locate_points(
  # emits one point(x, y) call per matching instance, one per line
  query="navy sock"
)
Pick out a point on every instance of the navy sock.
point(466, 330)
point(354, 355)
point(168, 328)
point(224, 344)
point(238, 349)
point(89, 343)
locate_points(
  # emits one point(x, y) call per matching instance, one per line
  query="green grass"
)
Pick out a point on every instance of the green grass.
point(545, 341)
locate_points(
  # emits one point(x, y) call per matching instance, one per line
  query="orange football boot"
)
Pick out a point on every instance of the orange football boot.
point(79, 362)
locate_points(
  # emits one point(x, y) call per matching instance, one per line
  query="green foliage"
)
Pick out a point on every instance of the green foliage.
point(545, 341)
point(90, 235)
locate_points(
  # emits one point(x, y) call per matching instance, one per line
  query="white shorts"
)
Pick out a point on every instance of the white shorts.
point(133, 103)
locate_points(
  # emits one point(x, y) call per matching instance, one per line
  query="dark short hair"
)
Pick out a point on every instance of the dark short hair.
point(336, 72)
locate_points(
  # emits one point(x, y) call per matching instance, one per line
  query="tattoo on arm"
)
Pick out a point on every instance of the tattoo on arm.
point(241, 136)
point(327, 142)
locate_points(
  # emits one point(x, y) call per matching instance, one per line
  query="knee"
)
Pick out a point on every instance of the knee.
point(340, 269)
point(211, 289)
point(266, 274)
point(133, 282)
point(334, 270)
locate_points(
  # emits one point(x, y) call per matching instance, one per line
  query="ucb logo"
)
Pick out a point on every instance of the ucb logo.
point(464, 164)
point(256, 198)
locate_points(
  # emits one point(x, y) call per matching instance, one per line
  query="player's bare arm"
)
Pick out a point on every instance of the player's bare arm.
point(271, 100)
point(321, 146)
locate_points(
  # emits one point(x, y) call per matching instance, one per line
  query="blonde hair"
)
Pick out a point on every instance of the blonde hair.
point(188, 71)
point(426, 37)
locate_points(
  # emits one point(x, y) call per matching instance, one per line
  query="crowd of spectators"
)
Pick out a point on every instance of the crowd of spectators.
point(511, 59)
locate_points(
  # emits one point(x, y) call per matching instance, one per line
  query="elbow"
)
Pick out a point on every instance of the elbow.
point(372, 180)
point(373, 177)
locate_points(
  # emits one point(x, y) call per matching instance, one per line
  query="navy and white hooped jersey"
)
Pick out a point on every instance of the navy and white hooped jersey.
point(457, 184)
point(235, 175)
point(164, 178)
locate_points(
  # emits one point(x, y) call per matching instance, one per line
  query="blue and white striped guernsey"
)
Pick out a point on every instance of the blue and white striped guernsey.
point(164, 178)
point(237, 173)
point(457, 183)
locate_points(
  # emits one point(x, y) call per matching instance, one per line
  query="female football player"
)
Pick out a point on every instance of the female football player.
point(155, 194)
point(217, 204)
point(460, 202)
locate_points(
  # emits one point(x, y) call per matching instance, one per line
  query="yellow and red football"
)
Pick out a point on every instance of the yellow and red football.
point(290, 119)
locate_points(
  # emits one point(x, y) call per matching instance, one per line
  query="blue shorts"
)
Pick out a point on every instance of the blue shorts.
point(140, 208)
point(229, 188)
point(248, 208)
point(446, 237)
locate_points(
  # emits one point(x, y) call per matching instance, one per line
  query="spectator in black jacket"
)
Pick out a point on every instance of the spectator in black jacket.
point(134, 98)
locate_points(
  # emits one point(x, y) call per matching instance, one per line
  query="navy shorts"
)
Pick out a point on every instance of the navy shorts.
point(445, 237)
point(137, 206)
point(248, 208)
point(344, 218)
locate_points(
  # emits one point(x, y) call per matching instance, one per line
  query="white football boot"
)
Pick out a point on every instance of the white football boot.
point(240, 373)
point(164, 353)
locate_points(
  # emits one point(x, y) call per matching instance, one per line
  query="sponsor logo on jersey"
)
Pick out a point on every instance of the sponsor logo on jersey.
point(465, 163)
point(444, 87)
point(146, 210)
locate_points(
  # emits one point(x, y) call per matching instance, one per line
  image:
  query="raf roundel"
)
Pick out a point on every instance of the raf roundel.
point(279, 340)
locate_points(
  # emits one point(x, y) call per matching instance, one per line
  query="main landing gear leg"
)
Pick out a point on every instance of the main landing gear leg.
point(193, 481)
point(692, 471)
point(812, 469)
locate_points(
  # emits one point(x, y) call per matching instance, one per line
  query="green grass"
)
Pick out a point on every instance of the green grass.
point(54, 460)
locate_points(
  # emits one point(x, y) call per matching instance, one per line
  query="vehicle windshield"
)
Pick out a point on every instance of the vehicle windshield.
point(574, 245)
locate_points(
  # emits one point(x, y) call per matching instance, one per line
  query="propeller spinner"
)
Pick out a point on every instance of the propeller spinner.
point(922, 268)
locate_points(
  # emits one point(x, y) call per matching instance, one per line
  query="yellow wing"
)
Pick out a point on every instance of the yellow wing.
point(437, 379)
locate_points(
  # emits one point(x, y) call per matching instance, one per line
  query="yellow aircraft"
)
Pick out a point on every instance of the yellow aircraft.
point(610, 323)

○ ○ ○ ○

Directions for this task>
Restate each record above word for word.

Solution to the exercise>
locate_points(
  # emits one point(x, y) call per matching instance, one per line
  query="navy sock"
)
Pick out a point on every instance of the navy sock.
point(466, 330)
point(354, 355)
point(168, 328)
point(224, 344)
point(238, 349)
point(89, 343)
locate_points(
  # emits one point(x, y) call per matching instance, one per line
  query="green grass"
)
Pick out a point on every instance of the green grass.
point(545, 341)
locate_points(
  # emits one point(x, y) call per matching instance, one per line
  query="orange football boot"
)
Pick out a point on every instance of the orange football boot.
point(79, 362)
locate_points(
  # emits one point(x, y) call per matching instance, one per line
  query="green foliage"
)
Pick out a point on every instance of the green foliage.
point(545, 341)
point(90, 235)
locate_points(
  # emits one point(x, y) call per matching instance, one per line
  query="white shorts"
)
Pick out a point on every instance of the white shorts.
point(133, 103)
locate_points(
  # emits one point(x, y) call per matching instance, one per line
  query="dark short hair"
)
Pick out a point on every instance of the dark short hair.
point(336, 72)
locate_points(
  # emits one point(x, y) call per matching instance, one per line
  query="tattoo on arm"
)
Pick out a point on every instance of the tattoo on arm.
point(241, 136)
point(327, 142)
locate_points(
  # emits one point(x, y) call per matching instance, one per line
  query="knee"
)
Pick out a point on every instance of the knee.
point(340, 269)
point(211, 289)
point(266, 274)
point(133, 282)
point(334, 270)
locate_points(
  # emits one point(x, y) call per matching instance, one per line
  query="ucb logo"
)
Pick out a point on every instance of the ucb logo.
point(464, 164)
point(256, 198)
locate_points(
  # emits one point(x, y) call per matching instance, one per line
  query="player's bare arm"
)
Pick out a point on every instance of the player's bare arm.
point(271, 100)
point(321, 146)
locate_points(
  # emits one point(x, y) call per matching instance, one per line
  query="blonde hair"
)
Pick out a point on every instance of the blonde hair.
point(188, 71)
point(426, 37)
locate_points(
  # emits one point(x, y) call per matching instance, one per line
  query="crowd of spectators"
)
Pick out a point on every instance of the crowd of spectators.
point(511, 59)
locate_points(
  # emits one point(x, y) call per matching instance, one per line
  query="elbow"
)
Pick out a point on every instance of the elbow.
point(372, 180)
point(373, 177)
locate_points(
  # emits one point(x, y) call per matching instance, one per line
  query="navy and white hooped jersey"
)
Pick out a point on every instance of the navy and white hooped jersey.
point(457, 184)
point(235, 175)
point(164, 178)
locate_points(
  # emits one point(x, y) call per matching instance, one per line
  query="blue and white striped guernsey"
)
Pick out a point on every instance of the blue and white striped guernsey.
point(164, 178)
point(237, 173)
point(457, 183)
locate_points(
  # emits one point(x, y) call per matching instance, one per line
  query="female football player"
)
Pick out a point on every instance of the female football player.
point(155, 194)
point(217, 204)
point(460, 202)
locate_points(
  # emits one point(x, y) call per matching instance, one per line
  query="yellow and red football"
)
Pick out a point on every instance of the yellow and red football.
point(290, 119)
locate_points(
  # emits one point(x, y) call per matching instance, one per line
  query="blue shorts"
)
Pick out a point on every instance of the blue shorts.
point(140, 208)
point(229, 188)
point(248, 208)
point(446, 237)
locate_points(
  # emits one point(x, y) call per matching instance, one per line
  query="spectator in black jacket"
)
Pick out a point on every instance of the spectator in black jacket.
point(134, 98)
locate_points(
  # emits one point(x, y) call per matching instance, one per line
  query="navy shorts"
)
Pick out a point on every instance of the navy shorts.
point(445, 237)
point(137, 206)
point(248, 208)
point(344, 218)
locate_points(
  # emits one point(x, y) call per matching instance, one per line
  query="white football boot"
)
Pick out a point on every instance of the white football boot.
point(240, 373)
point(164, 353)
locate_points(
  # emits one point(x, y) call per matching instance, one per line
  query="sponsor logo on jersey"
)
Pick out a point on every instance of the sponsor logo on jersey.
point(465, 163)
point(444, 87)
point(146, 210)
locate_points(
  # emits one point(x, y) call per matching instance, one per line
  image:
  query="raf roundel"
)
Pick out a point on every instance of the raf roundel.
point(279, 340)
locate_points(
  # emits one point(x, y) call per matching instance, one per line
  query="main landing gear leg"
)
Pick out a point on every instance of the main landing gear leg.
point(193, 481)
point(692, 471)
point(812, 469)
locate_points(
  # emits one point(x, y) call per matching instance, one per line
  query="green grass"
)
Pick out a point on every instance of the green grass.
point(54, 460)
locate_points(
  # emits one point(x, y) call per matching instance, one per line
  query="vehicle windshield"
)
Pick out a point on every instance of the vehicle windshield.
point(574, 245)
locate_points(
  # emits one point(x, y) call per matching instance, one per line
  query="propeller spinner"
)
Pick out a point on every instance of the propeller spinner.
point(922, 268)
locate_points(
  # emits one point(x, y) call per matching instance, one per line
  query="yellow wing"
)
Pick out a point on every instance of the yellow wing.
point(437, 379)
locate_points(
  # emits one point(x, y) call per matching instance, one per line
  query="yellow aircraft"
)
Pick out a point on every instance of the yellow aircraft.
point(610, 323)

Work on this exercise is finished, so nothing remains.